__Short exercise__:
Repeat the lines below without any change, beginning at the line that contains "flooded esplanade -> point" and stopping after the line that contains "bell tower -> point".

__Supplied records__:
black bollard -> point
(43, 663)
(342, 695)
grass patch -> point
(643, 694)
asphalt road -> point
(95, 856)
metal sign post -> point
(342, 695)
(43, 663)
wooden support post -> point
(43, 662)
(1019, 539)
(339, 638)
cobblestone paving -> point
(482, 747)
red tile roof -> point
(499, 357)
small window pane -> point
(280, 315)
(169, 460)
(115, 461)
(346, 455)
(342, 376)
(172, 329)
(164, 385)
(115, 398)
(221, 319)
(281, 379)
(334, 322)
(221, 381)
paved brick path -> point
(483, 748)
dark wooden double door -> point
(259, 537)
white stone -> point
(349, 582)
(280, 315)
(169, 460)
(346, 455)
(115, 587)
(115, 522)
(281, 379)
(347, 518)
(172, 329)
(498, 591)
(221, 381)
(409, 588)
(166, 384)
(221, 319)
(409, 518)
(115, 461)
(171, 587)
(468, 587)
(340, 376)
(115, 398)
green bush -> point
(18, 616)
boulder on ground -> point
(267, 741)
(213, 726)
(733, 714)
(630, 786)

...

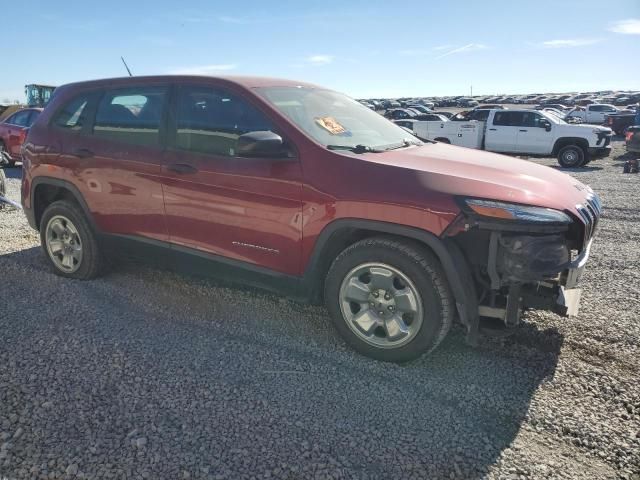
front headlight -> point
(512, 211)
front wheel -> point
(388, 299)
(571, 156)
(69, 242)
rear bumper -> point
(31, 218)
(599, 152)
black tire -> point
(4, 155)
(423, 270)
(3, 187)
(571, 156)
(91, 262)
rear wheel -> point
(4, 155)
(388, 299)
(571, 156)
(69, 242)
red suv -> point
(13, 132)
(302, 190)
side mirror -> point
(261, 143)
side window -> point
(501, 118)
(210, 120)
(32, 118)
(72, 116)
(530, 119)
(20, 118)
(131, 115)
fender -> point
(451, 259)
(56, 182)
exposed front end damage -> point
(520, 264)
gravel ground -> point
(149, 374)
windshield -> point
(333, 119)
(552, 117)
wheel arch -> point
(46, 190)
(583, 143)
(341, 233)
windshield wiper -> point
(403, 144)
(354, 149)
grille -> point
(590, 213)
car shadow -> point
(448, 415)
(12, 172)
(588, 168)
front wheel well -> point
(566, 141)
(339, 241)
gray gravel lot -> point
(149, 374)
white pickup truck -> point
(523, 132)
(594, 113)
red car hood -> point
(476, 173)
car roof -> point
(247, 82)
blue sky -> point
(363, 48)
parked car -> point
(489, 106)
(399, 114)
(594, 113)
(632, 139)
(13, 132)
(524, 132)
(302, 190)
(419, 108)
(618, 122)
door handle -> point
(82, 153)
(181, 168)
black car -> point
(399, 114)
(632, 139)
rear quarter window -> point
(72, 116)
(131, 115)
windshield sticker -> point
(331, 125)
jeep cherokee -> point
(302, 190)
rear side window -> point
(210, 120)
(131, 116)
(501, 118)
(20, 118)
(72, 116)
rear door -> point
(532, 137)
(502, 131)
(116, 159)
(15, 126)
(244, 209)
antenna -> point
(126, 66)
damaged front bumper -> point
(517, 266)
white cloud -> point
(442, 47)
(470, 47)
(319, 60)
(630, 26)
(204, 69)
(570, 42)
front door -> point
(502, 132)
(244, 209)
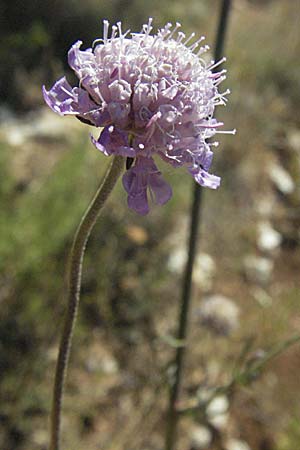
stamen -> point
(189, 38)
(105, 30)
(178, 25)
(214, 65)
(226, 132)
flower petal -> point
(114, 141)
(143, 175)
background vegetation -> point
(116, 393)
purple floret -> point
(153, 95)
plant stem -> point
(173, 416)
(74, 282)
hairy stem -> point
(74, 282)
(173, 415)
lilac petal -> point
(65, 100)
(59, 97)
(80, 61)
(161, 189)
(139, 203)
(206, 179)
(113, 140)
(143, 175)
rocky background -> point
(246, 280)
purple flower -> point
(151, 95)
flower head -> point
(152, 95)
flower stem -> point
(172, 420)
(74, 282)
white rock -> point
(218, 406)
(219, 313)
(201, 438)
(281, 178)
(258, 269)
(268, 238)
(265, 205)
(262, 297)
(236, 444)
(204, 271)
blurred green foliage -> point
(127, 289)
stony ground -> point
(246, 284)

--

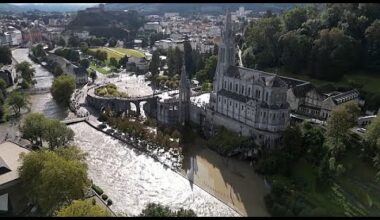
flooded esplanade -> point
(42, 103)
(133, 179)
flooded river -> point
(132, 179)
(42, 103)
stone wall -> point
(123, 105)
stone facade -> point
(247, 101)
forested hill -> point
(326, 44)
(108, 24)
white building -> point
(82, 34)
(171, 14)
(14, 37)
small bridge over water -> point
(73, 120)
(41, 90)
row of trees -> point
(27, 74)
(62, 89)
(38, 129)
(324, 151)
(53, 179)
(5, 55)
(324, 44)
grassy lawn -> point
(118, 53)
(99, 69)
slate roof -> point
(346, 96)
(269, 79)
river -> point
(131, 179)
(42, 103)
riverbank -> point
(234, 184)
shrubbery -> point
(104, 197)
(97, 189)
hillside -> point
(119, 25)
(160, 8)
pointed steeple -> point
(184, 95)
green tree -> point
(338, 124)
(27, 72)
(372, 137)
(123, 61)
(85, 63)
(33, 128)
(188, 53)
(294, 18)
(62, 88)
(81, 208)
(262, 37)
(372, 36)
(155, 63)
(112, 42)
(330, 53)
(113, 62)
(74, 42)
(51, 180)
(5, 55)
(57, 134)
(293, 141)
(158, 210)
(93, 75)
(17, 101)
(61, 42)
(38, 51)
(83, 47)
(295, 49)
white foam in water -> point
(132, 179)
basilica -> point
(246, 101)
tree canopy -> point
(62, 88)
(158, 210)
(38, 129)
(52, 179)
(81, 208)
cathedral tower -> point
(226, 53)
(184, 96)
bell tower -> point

__Exercise result__:
flooded esplanade -> point
(42, 103)
(133, 179)
flooded river -> point
(132, 179)
(42, 103)
stone wall -> point
(123, 105)
stone facade -> point
(247, 101)
forested hill -> point
(326, 44)
(108, 24)
white building -> point
(82, 34)
(171, 14)
(14, 37)
small bridge over water -> point
(73, 120)
(41, 90)
row of trees -> point
(27, 74)
(62, 89)
(38, 129)
(324, 151)
(53, 179)
(5, 55)
(324, 44)
grassy lawn -> point
(118, 53)
(99, 69)
slate roof -> point
(346, 96)
(269, 79)
river -> point
(131, 179)
(42, 103)
riverbank -> point
(234, 184)
shrubbery -> point
(104, 197)
(97, 189)
hillside -> point
(119, 25)
(160, 8)
pointed steeple -> point
(184, 95)
green tree -> point
(338, 124)
(27, 72)
(372, 137)
(123, 61)
(85, 63)
(33, 128)
(188, 53)
(294, 18)
(62, 88)
(81, 208)
(262, 37)
(372, 36)
(155, 63)
(112, 42)
(330, 53)
(113, 62)
(74, 42)
(51, 180)
(5, 55)
(57, 134)
(293, 141)
(158, 210)
(93, 75)
(17, 101)
(61, 42)
(38, 51)
(83, 47)
(295, 49)
white foam in water -> point
(132, 179)
basilica -> point
(246, 101)
tree canopy -> point
(62, 88)
(158, 210)
(38, 129)
(52, 179)
(81, 208)
cathedral tower -> point
(226, 53)
(184, 96)
bell tower -> point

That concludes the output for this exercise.